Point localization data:
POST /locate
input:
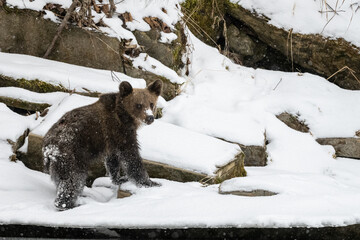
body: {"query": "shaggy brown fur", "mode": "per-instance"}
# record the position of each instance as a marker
(105, 130)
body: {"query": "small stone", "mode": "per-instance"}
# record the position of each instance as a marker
(252, 193)
(357, 133)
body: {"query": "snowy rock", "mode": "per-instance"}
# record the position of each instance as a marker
(311, 51)
(293, 122)
(77, 46)
(252, 193)
(239, 42)
(254, 155)
(344, 147)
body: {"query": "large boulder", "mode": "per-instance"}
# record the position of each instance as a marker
(323, 55)
(27, 32)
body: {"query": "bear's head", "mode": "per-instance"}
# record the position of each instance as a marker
(140, 103)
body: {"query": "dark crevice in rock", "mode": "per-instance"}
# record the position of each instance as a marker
(263, 55)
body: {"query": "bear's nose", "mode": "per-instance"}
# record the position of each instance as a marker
(149, 119)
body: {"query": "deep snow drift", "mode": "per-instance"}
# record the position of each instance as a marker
(219, 99)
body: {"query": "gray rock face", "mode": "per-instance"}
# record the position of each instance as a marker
(252, 193)
(255, 156)
(293, 122)
(26, 32)
(239, 42)
(344, 147)
(323, 55)
(157, 50)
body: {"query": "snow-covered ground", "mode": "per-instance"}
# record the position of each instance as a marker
(330, 18)
(219, 99)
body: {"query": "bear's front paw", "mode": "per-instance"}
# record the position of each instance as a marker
(150, 183)
(120, 180)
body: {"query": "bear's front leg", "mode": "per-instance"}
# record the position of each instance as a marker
(67, 192)
(113, 167)
(135, 169)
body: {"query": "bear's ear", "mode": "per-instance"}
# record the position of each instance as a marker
(125, 89)
(155, 87)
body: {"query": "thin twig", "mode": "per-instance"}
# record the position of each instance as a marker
(61, 27)
(277, 84)
(114, 76)
(342, 69)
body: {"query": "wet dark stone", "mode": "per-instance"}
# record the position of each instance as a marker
(351, 232)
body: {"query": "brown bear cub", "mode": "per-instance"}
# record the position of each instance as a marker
(103, 131)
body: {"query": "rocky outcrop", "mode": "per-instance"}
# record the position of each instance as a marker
(322, 55)
(255, 156)
(344, 147)
(26, 32)
(293, 122)
(252, 193)
(254, 42)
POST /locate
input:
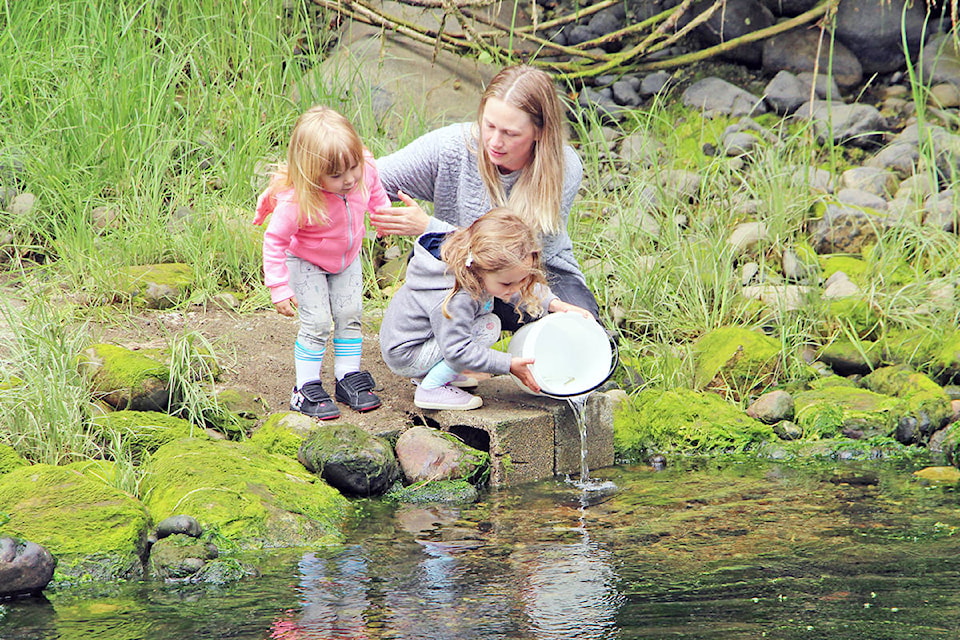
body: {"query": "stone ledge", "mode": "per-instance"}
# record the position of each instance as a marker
(530, 437)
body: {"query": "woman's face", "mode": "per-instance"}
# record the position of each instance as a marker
(508, 134)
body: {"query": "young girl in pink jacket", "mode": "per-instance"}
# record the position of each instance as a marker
(311, 247)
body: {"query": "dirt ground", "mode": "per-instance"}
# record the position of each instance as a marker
(255, 351)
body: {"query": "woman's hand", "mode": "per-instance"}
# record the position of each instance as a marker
(287, 307)
(559, 306)
(520, 367)
(408, 220)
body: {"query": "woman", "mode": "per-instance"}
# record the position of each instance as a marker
(514, 156)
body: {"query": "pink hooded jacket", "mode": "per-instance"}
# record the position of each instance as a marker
(332, 246)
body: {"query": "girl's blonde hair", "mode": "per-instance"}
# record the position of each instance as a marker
(496, 241)
(323, 143)
(537, 195)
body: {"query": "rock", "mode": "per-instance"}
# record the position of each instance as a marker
(427, 455)
(787, 430)
(874, 31)
(796, 51)
(879, 182)
(126, 379)
(92, 529)
(180, 524)
(715, 96)
(159, 286)
(772, 407)
(26, 568)
(735, 19)
(844, 229)
(350, 459)
(254, 499)
(859, 125)
(180, 556)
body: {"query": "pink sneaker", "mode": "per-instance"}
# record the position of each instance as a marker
(461, 381)
(446, 398)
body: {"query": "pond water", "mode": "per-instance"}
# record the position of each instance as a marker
(701, 549)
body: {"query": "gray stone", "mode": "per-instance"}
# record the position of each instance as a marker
(797, 51)
(855, 124)
(26, 568)
(179, 524)
(715, 96)
(772, 407)
(874, 31)
(428, 455)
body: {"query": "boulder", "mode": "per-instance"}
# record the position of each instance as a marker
(25, 567)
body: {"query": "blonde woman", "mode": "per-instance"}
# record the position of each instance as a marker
(515, 155)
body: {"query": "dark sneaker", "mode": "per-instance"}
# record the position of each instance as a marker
(354, 389)
(446, 398)
(312, 400)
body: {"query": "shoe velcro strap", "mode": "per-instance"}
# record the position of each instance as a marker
(315, 392)
(357, 382)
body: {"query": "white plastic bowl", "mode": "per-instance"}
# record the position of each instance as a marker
(572, 354)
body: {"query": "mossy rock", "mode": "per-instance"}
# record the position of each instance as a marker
(352, 460)
(143, 432)
(244, 495)
(933, 351)
(828, 411)
(93, 529)
(179, 556)
(926, 401)
(158, 286)
(10, 459)
(439, 491)
(283, 433)
(126, 379)
(854, 266)
(853, 313)
(846, 357)
(734, 361)
(682, 420)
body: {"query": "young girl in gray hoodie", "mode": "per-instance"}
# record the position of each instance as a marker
(440, 323)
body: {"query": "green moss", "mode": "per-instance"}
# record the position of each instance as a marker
(143, 432)
(924, 398)
(10, 459)
(119, 375)
(853, 266)
(252, 498)
(443, 491)
(69, 512)
(825, 412)
(683, 420)
(854, 313)
(277, 435)
(734, 361)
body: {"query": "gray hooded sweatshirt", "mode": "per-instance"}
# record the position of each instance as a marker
(415, 314)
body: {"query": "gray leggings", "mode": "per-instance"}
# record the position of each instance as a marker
(326, 298)
(485, 330)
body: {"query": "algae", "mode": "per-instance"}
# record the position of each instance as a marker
(684, 421)
(242, 494)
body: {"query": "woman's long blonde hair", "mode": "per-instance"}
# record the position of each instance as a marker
(496, 241)
(323, 143)
(537, 195)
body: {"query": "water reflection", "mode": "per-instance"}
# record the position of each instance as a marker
(742, 551)
(443, 581)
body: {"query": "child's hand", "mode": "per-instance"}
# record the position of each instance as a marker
(409, 220)
(520, 367)
(287, 307)
(559, 306)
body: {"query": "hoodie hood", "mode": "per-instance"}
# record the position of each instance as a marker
(426, 271)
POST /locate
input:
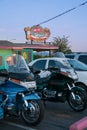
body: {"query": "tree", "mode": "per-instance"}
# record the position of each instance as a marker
(62, 44)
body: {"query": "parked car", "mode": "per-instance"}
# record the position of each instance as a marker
(45, 63)
(78, 56)
(81, 70)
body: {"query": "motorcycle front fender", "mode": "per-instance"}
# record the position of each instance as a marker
(32, 96)
(77, 88)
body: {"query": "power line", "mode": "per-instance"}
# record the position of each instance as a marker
(62, 13)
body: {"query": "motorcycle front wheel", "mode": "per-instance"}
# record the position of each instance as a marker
(34, 114)
(78, 102)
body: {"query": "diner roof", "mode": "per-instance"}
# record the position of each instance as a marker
(36, 47)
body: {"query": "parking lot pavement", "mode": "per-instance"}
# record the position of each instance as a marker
(6, 125)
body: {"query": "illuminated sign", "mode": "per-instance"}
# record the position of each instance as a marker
(37, 33)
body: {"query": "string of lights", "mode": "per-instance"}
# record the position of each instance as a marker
(63, 13)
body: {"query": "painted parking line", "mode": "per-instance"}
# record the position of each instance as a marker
(20, 126)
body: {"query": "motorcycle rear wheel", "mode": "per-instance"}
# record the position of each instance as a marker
(80, 102)
(33, 116)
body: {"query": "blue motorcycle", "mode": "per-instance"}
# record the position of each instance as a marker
(18, 100)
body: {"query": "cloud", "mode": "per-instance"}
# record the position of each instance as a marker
(2, 30)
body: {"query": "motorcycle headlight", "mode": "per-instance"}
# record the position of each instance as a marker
(31, 84)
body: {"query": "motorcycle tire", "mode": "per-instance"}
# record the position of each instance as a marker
(80, 102)
(34, 115)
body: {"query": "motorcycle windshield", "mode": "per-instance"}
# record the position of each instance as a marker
(16, 63)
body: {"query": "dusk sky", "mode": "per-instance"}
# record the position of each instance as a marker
(17, 14)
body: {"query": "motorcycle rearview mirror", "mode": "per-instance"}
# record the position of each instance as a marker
(56, 69)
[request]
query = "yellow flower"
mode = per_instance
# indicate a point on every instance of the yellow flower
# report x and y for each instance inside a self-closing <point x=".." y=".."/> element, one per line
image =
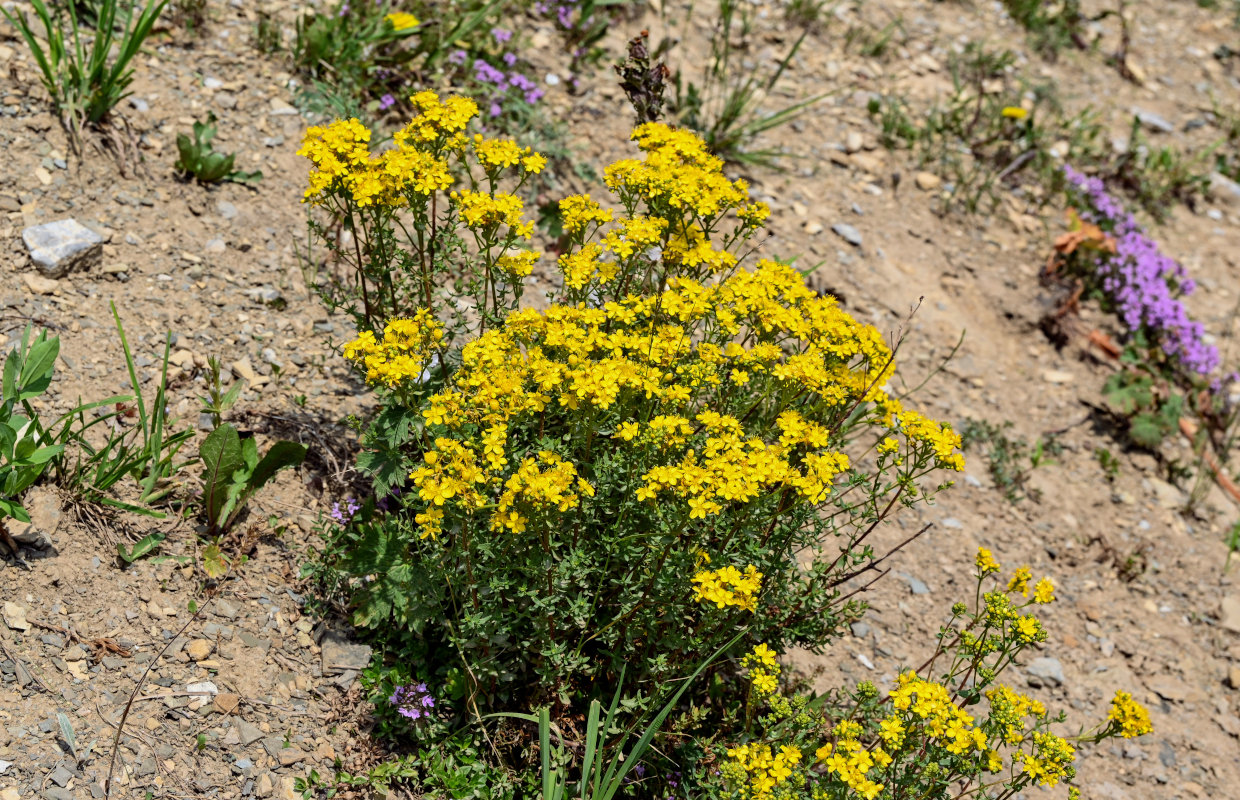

* [WORK REQUEST]
A single number is the expected answer: how many lines of the records above contain the word "water".

* [ANSWER BOX]
2